[[ PASSAGE, beginning ]]
Robert Gu is a world-renowned poet and recovering Alzheimer's patient. The world that he remembers was much as we know it today. Now, as he regains his faculties through a new cure, he discovers that the world has changed. He is seventy-five years old, though by a medical miracle he looks much younger, and he’s starting over, for the first time unsure of his poetic gifts. Living with his son’s family, he has no choice but to learn how to cope with a new information age in which the virtual and the real are a seamless continuum. But the consensus reality of the digital world is available only if, like his thirteen-year-old granddaughter Miri, you know how to wear your wireless access and to see the digital context—through smart contact lenses.
With knowledge comes risk. When Robert begins to re-train at Fairmont High he unwittingly becomes part of a wide-ranging conspiracy to use technology as a tool for world domination. This conspiracy is something that baffles even the most sophisticated security analysts, including Robert’s son and daughter-in law, two top people in the U.S. military. And even Miri, in her attempts to protect her grandfather, may be entangled in the plot . . .
[[ PASSAGE, end ]]
[[ AVAILABLE DATA, beginning ]]
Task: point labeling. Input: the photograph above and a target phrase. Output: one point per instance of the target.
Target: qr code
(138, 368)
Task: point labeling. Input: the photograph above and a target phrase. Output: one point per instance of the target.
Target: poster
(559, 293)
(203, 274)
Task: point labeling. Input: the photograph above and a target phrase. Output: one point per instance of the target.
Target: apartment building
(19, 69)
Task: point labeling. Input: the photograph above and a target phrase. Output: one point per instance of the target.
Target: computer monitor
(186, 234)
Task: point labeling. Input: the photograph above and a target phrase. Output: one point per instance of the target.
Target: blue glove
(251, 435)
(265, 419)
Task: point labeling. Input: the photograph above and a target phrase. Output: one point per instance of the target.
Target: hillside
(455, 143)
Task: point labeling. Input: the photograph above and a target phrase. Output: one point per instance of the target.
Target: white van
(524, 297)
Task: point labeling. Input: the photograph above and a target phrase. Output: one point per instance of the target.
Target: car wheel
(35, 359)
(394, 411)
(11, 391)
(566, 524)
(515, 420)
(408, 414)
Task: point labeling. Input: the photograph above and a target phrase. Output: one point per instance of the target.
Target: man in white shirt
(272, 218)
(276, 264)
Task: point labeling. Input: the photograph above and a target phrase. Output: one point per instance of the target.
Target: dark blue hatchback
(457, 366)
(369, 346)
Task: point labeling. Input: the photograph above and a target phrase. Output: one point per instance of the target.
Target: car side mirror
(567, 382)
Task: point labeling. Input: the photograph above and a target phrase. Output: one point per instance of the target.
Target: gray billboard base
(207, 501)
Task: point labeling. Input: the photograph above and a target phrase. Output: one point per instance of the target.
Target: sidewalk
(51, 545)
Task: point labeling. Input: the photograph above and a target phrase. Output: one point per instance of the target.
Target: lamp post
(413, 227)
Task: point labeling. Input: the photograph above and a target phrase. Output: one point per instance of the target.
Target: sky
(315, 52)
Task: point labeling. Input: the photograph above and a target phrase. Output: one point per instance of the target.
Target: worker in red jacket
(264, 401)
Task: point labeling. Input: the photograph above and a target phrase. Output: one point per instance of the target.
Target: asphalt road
[[ AVAILABLE DATA, end ]]
### [EXERCISE]
Print the part of the book description starting with "Robert Gu is" and going on through "smart contact lenses.". The records can be left aside for this work.

### [TASK RESULT]
Robert Gu is a world-renowned poet and recovering Alzheimer's patient. The world that he remembers was much as we know it today. Now, as he regains his faculties through a new cure, he discovers that the world has changed. He is seventy-five years old, though by a medical miracle he looks much younger, and he’s starting over, for the first time unsure of his poetic gifts. Living with his son’s family, he has no choice but to learn how to cope with a new information age in which the virtual and the real are a seamless continuum. But the consensus reality of the digital world is available only if, like his thirteen-year-old granddaughter Miri, you know how to wear your wireless access and to see the digital context—through smart contact lenses.